Given instruction -
Please return every line below that contains the string "shirt". Case counts, so only matching capitalization qualifies.

▬▬▬▬▬▬

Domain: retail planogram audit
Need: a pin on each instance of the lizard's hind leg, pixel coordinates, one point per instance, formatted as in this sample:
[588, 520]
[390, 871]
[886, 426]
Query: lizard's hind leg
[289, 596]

▬▬▬▬▬▬

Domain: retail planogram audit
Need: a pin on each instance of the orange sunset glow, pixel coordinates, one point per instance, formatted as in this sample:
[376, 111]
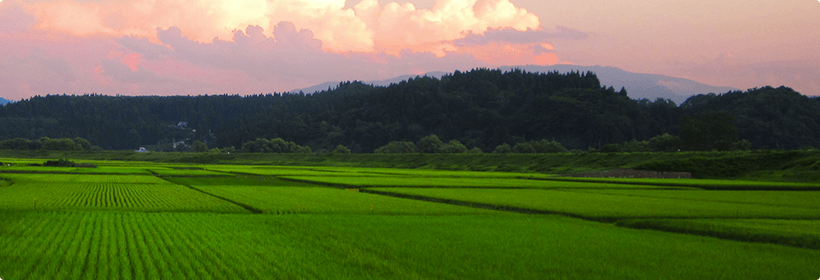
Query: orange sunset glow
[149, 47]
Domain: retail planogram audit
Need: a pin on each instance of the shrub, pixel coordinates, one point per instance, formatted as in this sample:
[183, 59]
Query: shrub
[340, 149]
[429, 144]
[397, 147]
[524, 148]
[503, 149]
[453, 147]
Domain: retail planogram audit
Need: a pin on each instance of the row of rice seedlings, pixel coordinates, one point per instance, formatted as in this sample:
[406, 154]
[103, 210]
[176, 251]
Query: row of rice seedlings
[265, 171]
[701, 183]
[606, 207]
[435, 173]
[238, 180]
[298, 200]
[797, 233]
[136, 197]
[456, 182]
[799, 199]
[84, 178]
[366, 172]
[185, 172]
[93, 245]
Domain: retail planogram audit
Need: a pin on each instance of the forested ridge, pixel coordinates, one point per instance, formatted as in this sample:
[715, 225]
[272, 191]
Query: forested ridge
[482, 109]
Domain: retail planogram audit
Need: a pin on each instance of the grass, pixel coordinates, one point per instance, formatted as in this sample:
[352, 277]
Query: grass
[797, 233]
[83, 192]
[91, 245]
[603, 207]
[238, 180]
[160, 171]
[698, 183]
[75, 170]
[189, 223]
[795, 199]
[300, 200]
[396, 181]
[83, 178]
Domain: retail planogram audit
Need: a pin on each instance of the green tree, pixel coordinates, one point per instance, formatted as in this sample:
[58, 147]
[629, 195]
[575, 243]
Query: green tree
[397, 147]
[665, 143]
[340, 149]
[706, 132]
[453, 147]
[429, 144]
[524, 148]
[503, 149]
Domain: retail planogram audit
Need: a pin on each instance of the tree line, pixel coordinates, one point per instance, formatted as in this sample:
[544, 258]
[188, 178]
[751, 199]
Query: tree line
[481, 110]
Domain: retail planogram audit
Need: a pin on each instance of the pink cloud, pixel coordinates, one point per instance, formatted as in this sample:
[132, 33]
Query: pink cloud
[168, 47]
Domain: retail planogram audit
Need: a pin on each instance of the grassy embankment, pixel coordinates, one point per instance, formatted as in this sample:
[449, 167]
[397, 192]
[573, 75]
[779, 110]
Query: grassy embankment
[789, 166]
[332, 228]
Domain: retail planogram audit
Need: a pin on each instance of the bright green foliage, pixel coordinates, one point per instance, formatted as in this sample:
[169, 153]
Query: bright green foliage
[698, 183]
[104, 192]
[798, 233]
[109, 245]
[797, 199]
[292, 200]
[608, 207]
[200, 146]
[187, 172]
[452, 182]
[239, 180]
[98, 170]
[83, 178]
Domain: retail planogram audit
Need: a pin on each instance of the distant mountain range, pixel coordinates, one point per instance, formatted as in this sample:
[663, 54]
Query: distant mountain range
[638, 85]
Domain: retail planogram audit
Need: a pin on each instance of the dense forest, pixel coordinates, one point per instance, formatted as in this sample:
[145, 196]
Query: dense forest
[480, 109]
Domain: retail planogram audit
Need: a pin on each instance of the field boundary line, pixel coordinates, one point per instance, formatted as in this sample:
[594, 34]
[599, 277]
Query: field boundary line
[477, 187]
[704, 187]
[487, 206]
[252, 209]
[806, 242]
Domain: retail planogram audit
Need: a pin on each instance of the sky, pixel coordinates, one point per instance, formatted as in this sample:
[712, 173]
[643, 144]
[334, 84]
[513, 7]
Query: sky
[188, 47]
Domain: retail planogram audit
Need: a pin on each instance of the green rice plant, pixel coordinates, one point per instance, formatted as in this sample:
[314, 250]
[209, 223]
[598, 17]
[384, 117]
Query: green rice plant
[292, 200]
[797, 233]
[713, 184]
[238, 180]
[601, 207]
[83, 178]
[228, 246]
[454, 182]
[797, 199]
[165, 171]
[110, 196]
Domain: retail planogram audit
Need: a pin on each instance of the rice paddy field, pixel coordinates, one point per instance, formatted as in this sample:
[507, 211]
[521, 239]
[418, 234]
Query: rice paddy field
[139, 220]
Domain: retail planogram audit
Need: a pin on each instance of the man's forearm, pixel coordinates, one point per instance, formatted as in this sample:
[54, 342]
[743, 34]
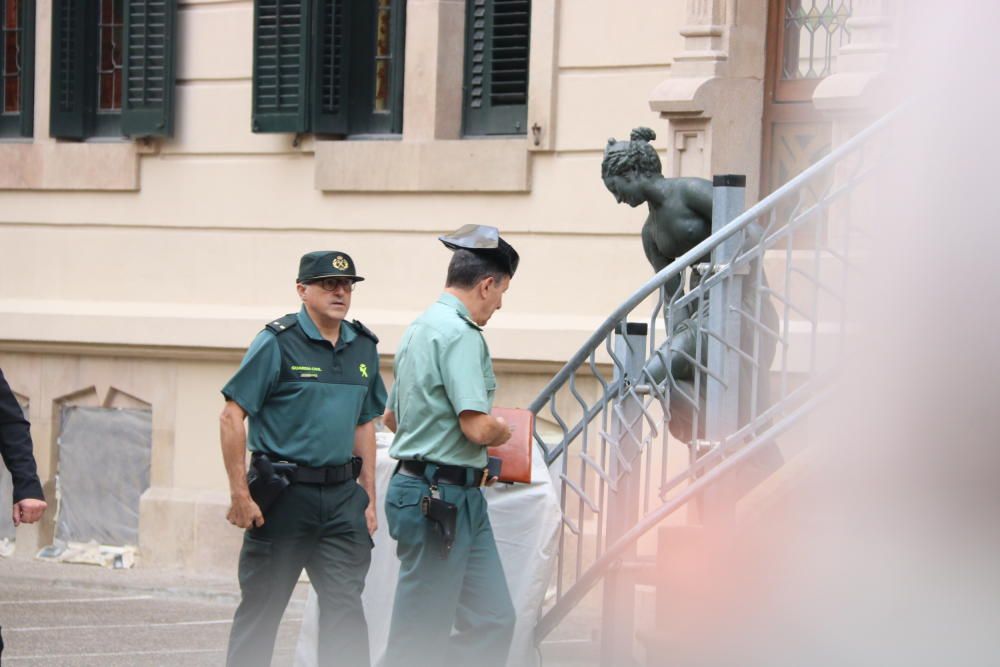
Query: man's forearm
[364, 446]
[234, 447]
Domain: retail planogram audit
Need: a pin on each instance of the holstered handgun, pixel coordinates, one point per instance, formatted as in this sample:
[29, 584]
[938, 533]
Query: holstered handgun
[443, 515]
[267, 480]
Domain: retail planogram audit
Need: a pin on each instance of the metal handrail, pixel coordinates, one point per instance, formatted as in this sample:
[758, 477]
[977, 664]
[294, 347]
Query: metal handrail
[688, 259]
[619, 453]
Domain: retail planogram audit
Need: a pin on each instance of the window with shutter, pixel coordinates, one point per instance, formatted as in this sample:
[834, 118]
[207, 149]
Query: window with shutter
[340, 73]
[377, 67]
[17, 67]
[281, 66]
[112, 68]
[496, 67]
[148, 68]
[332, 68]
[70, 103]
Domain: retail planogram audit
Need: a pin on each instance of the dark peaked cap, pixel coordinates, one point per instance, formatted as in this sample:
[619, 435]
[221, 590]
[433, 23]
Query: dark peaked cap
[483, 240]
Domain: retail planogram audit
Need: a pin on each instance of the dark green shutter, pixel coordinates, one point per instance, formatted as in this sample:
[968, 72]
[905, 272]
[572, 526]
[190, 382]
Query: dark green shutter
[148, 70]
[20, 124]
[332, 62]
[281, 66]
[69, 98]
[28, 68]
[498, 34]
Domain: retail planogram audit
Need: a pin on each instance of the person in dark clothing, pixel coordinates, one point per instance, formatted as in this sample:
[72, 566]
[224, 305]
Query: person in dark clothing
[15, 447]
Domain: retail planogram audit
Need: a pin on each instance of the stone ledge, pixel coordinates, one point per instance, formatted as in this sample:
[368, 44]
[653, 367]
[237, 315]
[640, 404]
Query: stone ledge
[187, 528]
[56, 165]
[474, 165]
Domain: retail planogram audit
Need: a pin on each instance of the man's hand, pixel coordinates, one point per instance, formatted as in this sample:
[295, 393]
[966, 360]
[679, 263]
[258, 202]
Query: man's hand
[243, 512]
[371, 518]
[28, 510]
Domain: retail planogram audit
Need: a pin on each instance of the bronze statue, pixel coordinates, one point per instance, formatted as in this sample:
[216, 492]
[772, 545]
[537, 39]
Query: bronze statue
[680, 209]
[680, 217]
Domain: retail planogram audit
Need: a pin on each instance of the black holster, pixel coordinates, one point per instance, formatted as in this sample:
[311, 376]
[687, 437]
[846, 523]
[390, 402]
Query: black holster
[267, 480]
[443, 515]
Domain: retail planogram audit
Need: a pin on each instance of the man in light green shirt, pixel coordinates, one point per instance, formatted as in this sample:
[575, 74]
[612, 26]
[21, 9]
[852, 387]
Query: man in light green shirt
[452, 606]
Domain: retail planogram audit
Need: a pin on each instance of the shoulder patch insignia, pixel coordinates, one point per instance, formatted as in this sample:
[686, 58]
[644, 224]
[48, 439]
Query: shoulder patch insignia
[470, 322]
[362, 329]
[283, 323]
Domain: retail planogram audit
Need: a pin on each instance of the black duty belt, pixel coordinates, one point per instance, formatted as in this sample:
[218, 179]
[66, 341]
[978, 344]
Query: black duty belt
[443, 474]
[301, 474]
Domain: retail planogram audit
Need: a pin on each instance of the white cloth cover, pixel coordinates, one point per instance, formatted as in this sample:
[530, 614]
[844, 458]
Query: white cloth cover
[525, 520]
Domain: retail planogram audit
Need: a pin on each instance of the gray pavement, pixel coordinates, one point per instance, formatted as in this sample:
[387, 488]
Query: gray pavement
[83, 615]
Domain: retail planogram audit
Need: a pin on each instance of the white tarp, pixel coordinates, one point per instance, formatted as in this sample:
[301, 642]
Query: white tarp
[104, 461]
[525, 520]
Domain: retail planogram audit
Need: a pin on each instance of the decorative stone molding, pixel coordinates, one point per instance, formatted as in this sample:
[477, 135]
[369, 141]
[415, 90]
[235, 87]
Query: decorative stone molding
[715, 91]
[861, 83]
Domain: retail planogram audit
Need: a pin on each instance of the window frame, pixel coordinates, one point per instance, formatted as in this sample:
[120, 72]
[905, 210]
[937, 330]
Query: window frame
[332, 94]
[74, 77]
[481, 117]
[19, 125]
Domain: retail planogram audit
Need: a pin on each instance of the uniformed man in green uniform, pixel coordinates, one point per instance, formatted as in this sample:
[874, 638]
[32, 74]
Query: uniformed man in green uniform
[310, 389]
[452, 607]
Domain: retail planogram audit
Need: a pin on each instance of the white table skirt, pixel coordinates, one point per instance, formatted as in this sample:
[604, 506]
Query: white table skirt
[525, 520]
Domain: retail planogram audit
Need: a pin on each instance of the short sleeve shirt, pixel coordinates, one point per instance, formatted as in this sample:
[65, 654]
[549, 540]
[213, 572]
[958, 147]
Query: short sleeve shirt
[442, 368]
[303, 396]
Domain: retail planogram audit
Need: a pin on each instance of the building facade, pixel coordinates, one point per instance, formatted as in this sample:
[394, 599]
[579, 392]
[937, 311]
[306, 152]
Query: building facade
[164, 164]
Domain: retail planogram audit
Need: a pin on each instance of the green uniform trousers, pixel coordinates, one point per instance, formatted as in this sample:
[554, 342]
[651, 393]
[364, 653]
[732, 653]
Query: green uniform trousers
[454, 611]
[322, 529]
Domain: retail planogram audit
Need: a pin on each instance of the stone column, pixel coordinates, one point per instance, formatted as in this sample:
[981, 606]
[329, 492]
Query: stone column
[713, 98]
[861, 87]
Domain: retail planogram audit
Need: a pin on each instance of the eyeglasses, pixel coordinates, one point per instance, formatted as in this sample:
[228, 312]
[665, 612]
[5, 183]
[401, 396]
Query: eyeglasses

▬▬▬▬▬▬

Complete output -
Need: a pin on each instance of the man in light green shirt, pixel coordinates, one point per instance, formatted as in this sample:
Query: man in light green shirt
Need: a pin on each instance of the short sleeve shirt, pixel coordinates, one point per instance, formatted as in this sample:
Query: short sleeve shirt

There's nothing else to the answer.